#### Exercise goal:
Reproduce all entries below verbatim. Skip the pictures.

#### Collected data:
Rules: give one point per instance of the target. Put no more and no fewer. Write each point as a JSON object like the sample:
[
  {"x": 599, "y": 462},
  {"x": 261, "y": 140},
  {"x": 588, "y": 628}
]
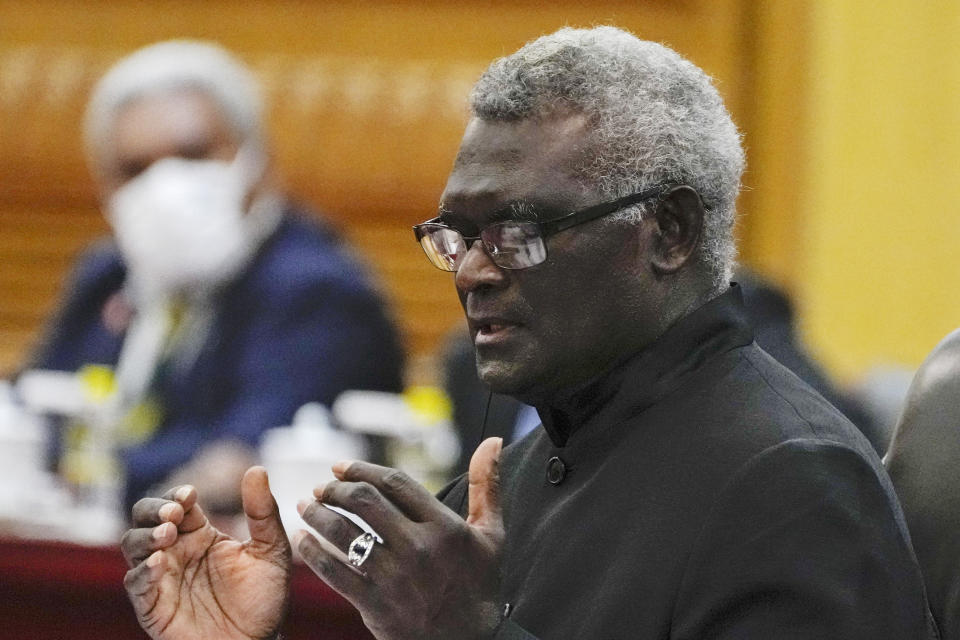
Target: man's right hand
[{"x": 187, "y": 580}]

#### Task output:
Rules: give one point per instance of the target. Put no more and no fewer. Write each point as a JSON object like the sample:
[
  {"x": 599, "y": 462},
  {"x": 261, "y": 140},
  {"x": 588, "y": 628}
]
Target: man's right hand
[{"x": 187, "y": 580}]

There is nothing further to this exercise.